[Source]
# Us Kidohae



## Black Belt FC (Nov 1, 2004)

Has anyone heard about GM West being invited to lead the US Kidohae? Wondering if this is he say she say.....
Lugo


----------



## Disco (Nov 1, 2004)

Who is currently leading the Kidohae?


----------



## iron_ox (Nov 1, 2004)

Hello all,

Which one, Korea or World?


----------



## Black Belt FC (Nov 1, 2004)

Not sure if anyone currently leads the US Kidohae or who leads Korea Kidohae, but note that the website is still controled by WKF.


Lugo


----------



## kwanjang (Nov 2, 2004)

There was a fairly recent split with WKH and KKH.  GM Seo still heads up World Kido Hae, and his long time (he thought) right hand man, Master Kim, now leads Korea Kido Hae.  There was a certain amount of bitterness between the two, as could be expected, and rumblings are that Master Kim is now ready to go abroad with KKH (Dae Han Kido Hae).

It is my understanding that GM Kimm He young supports the Korea Kido Hae, and Master West also leans in that direction.  I would not be surprised if Master West is appointed to lead the US.  At last year's Jackson event we spoke of me taking care of Canada, but I opted to continue training with GM Seo instead.

(Lines of data)
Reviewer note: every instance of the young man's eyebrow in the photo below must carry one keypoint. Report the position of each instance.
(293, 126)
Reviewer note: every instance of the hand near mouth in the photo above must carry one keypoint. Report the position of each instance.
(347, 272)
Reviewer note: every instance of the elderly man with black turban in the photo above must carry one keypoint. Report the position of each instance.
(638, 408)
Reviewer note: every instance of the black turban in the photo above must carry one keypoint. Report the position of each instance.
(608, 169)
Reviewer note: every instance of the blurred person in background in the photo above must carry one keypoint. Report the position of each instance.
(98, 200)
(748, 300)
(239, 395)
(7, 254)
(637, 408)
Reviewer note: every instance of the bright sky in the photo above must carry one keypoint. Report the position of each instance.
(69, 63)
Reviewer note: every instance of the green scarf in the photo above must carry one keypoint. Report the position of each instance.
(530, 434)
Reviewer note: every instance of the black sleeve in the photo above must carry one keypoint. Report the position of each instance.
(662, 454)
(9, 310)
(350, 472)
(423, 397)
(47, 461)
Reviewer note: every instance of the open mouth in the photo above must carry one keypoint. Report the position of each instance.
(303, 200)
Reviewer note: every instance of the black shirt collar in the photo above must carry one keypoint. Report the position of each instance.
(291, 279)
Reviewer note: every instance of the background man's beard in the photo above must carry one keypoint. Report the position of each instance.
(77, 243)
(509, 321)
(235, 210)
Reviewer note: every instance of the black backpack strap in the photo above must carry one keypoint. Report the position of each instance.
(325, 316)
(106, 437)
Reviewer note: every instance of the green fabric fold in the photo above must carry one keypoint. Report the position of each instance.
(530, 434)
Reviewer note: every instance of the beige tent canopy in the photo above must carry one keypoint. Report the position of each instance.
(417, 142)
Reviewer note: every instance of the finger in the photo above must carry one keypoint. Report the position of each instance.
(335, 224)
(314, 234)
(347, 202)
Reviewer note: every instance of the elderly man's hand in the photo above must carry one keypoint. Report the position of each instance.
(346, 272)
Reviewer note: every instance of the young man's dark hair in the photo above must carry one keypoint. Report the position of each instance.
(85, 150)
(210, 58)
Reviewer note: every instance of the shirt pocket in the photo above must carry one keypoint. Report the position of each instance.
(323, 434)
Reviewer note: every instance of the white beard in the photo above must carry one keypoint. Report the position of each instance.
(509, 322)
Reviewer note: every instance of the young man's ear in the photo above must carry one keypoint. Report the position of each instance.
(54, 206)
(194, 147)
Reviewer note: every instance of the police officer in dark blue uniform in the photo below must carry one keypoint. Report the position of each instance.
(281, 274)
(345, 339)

...

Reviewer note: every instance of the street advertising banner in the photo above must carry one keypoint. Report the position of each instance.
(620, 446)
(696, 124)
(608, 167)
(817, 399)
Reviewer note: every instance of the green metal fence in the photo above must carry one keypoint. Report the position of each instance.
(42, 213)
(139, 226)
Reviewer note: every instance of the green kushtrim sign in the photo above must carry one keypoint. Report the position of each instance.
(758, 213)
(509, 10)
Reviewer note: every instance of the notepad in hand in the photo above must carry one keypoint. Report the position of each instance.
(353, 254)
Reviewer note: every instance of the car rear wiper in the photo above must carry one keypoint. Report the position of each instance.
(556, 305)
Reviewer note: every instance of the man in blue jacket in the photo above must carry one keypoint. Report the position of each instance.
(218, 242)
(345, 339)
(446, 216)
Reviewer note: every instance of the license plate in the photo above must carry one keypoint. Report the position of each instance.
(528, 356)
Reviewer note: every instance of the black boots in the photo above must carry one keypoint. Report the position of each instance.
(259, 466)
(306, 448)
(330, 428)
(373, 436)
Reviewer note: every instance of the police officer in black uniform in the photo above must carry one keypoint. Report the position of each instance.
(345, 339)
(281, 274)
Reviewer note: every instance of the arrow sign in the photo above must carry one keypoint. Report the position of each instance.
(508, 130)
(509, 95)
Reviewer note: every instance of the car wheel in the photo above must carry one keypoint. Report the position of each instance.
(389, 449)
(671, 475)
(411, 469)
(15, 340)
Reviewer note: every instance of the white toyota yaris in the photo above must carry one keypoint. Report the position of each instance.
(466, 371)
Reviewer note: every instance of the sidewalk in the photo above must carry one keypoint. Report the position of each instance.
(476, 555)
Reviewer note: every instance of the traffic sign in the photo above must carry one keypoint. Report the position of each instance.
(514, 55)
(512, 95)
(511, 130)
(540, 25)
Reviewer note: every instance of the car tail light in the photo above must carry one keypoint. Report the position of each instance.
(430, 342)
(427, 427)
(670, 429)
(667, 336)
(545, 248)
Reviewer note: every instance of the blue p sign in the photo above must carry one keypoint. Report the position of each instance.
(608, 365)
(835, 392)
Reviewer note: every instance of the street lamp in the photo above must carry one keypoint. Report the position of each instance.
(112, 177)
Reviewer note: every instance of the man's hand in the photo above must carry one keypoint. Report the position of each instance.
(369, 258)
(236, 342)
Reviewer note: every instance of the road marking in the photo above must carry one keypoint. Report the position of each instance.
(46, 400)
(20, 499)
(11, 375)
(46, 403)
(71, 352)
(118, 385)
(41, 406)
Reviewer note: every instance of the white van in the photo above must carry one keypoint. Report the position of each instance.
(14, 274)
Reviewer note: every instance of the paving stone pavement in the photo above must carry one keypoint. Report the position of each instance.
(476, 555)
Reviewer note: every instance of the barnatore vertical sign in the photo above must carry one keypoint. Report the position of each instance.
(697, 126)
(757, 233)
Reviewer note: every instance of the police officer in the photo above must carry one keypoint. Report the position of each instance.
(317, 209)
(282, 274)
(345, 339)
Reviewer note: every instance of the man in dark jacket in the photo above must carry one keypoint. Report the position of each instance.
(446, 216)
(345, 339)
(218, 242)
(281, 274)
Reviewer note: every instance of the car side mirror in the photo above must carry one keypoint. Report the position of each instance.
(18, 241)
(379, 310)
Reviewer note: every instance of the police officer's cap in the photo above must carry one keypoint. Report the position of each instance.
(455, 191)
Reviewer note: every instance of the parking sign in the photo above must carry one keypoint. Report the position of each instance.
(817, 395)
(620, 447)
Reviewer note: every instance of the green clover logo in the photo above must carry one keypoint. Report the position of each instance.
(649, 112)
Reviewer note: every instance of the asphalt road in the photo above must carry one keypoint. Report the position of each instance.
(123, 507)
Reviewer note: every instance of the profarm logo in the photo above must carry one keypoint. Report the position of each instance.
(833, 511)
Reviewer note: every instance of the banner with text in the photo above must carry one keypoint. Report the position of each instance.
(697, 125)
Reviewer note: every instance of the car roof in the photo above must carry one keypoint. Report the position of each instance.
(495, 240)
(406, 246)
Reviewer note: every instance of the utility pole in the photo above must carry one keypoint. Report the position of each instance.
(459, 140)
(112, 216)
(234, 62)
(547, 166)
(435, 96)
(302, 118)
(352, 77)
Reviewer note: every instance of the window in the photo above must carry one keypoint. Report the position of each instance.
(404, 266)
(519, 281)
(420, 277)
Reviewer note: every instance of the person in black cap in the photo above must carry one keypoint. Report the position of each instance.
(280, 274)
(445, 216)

--

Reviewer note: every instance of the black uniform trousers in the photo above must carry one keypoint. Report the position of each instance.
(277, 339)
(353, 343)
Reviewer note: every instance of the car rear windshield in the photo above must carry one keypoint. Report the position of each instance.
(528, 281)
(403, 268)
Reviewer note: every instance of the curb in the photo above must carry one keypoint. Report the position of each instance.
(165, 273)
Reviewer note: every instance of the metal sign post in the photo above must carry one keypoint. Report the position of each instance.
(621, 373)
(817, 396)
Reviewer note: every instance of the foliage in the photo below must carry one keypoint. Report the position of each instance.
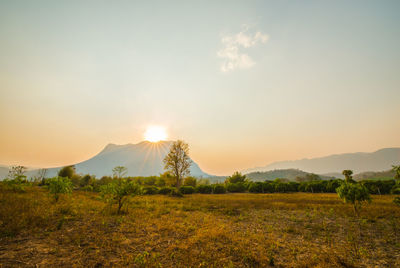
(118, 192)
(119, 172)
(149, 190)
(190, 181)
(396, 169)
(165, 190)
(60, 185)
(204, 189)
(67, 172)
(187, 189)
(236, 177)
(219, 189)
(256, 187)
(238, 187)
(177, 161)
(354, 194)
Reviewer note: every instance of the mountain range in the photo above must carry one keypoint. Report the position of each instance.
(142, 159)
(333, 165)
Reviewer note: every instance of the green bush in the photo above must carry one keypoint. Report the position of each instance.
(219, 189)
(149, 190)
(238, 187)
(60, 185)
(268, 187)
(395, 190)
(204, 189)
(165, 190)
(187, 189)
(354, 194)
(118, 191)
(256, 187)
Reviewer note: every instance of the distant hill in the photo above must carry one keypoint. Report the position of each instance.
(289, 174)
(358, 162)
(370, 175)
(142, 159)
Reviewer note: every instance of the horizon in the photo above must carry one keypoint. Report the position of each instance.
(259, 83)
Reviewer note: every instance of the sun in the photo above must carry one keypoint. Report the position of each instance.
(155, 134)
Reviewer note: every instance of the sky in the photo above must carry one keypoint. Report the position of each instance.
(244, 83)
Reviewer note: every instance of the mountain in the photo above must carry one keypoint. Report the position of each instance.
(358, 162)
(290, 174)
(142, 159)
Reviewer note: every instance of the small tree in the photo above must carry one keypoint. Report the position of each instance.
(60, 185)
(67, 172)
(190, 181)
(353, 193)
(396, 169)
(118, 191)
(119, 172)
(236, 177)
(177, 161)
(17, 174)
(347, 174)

[Given exercise] According to the forum thread on Kidohae, who still heads World Kido Hae?

[Written answer] GM Seo